### Instruções da tarefa
Reproduza palavra por palavra, do início ao fim, o texto sobre partos e parteiras no Vale do Capão.

### Texto fornecido

────────

Escutando notícias de alguns dos partos complicados de antigamente (e é claro que sei que a infinita maioria dos partos era ótima, pois desde a faculdade que sei que o parto acontece, no dizer gozador dos estudantes, com, sem e apesar do médico), lembro-me de Stanislav Grof, que, entre outros, estudou a relação entre a forma como acontece o parto e determinados processos psíquicos. Numerosas condutas neuróticas originam-se, ou melhor, fixam-se naquele momento de um nascimento distócico, ou dito de outro modo, complicado. Escutando a fala das comadres na descrição dos partos complicados, com um ouvido ‘grofiano’ fico imaginando a bagaceira psíquica que ali se instalou. Pode ser que isso explique, pelo menos em parte – já que nada explica tudo por completo – alguns hábitos de certas pessoas por esse mundo que é o Vale do Capão. A par de alguns hábitos sadios como o parto de cócoras, que dispõe a mulher em uma posição mais favorecedora do nascimento da criança, encontramos outras atitudes explicáveis, mas, para dizer o mínimo, desagradáveis, como a mania de algumas parteiras de colocar temperos e até pimenta na xoxota da mulher cujo parto se demorasse. A irritação da parede vaginal estimula a contratilidade uterina, porém existem outras formas mais amenas de fazer isso, como o chá de algodão via oral e em banho de assento, que também é um aprendizado que tive com as pessoas do povo. Por sorte, ou porque o tempo passa e com esse passar coisas novas e boas podem ser apreendidas, hoje já não se fazem mais certas coisas como temperar a parturiente. Também observei que o desconhecimento das fases do parto pode levar a problemas. Por exemplo, não adianta dizer à mulher para botar força se ainda não chegamos ao período expulsivo, nome que se dá à fase do parto quando já ocorreu a dilatação completa, ou seja, quando “as portas” do útero já estão completamente abertas e podem ser franquedas para que ocorra o nascimento. Conhecer o que se faz é muito legal. Muitas parteiras são intuitivas e com essa intuição conseguem muito. No entanto, mais conseguem quando unem a essa intuição o conhecimento. Nós médicos, outrossim, devemos observar os cuidados que essas mulheres dedicam às demais, porque com elas temos muito a aprender (como o chá de folha de algodão para citar apenas um exemplo).

────────

### Itens fornecidos
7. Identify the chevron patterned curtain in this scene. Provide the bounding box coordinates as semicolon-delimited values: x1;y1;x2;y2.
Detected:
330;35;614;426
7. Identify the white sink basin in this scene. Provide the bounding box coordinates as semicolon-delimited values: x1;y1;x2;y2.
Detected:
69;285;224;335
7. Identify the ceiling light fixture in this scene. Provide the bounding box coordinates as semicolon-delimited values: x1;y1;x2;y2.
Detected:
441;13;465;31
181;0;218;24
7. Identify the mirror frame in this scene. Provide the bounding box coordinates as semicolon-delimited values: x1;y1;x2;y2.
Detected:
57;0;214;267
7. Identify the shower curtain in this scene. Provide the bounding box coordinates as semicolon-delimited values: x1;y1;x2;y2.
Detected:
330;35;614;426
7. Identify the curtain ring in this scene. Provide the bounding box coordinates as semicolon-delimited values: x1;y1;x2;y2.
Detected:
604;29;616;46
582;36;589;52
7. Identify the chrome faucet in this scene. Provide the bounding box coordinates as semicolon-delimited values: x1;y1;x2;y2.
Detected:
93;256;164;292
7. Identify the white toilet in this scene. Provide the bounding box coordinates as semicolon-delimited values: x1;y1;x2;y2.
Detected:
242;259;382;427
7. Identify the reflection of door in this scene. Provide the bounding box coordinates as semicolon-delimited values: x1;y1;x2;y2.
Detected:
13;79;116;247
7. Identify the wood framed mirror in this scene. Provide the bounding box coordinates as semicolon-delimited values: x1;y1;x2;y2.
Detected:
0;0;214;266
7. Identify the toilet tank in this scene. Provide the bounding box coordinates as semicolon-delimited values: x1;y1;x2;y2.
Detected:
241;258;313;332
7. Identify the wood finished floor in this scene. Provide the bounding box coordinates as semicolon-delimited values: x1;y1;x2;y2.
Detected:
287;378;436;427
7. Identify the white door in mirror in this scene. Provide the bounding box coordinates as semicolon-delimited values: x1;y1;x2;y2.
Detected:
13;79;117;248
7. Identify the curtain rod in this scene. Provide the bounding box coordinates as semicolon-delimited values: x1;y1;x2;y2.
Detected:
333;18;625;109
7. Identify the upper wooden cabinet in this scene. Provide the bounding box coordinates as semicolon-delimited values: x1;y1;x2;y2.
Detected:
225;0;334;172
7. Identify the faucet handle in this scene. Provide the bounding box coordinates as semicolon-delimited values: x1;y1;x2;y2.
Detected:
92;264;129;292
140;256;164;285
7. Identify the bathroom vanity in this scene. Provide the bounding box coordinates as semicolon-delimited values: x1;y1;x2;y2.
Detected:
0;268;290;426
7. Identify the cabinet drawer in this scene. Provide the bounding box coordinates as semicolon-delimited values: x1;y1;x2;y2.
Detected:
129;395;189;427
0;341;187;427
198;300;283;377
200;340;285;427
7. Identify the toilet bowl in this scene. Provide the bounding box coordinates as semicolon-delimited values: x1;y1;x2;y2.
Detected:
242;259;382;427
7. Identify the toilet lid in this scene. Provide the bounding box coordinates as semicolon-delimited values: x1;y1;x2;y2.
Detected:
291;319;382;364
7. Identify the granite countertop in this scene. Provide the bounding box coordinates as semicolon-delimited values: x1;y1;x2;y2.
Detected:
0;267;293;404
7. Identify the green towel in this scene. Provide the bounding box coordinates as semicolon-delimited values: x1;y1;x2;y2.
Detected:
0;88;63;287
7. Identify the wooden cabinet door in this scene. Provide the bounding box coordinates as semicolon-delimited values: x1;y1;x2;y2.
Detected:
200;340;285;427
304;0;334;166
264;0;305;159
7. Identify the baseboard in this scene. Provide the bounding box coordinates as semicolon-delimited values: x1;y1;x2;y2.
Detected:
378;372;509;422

────────

### Resolução do exercício
Escutando notícias de alguns dos partos complicados de antigamente (e é claro que sei que a infinita maioria dos partos era ótima, pois desde a faculdade que sei que o parto acontece, no dizer gozador dos estudantes, com, sem e apesar do médico), lembro-me de Stanislav Grof, que, entre outros, estudou a relação entre a forma como acontece o parto e determinados processos psíquicos. Numerosas condutas neuróticas originam-se, ou melhor, fixam-se naquele momento de um nascimento distócico, ou dito de outro modo, complicado. Escutando a fala das comadres na descrição dos partos complicados, com um ouvido ‘grofiano’ fico imaginando a bagaceira psíquica que ali se instalou. Pode ser que isso explique, pelo menos em parte – já que nada explica tudo por completo – alguns hábitos de certas pessoas por esse mundo que é o Vale do Capão. A par de alguns hábitos sadios como o parto de cócoras, que dispõe a mulher em uma posição mais favorecedora do nascimento da criança, encontramos outras atitudes explicáveis, mas, para dizer o mínimo, desagradáveis, como a mania de algumas parteiras de colocar temperos e até pimenta na xoxota da mulher cujo parto se demorasse. A irritação da parede vaginal estimula a contratilidade uterina, porém existem outras formas mais amenas de fazer isso, como o chá de algodão via oral e em banho de assento, que também é um aprendizado que tive com as pessoas do povo. Por sorte, ou porque o tempo passa e com esse passar coisas novas e boas podem ser apreendidas, hoje já não se fazem mais certas coisas como temperar a parturiente. Também observei que o desconhecimento das fases do parto pode levar a problemas. Por exemplo, não adianta dizer à mulher para botar força se ainda não chegamos ao período expulsivo, nome que se dá à fase do parto quando já ocorreu a dilatação completa, ou seja, quando “as portas” do útero já estão completamente abertas e podem ser franquedas para que ocorra o nascimento. Conhecer o que se faz é muito legal. Muitas parteiras são intuitivas e com essa intuição conseguem muito. No entanto, mais conseguem quando unem a essa intuição o conhecimento. Nós médicos, outrossim, devemos observar os cuidados que essas mulheres dedicam às demais, porque com elas temos muito a aprender (como o chá de folha de algodão para citar apenas um exemplo).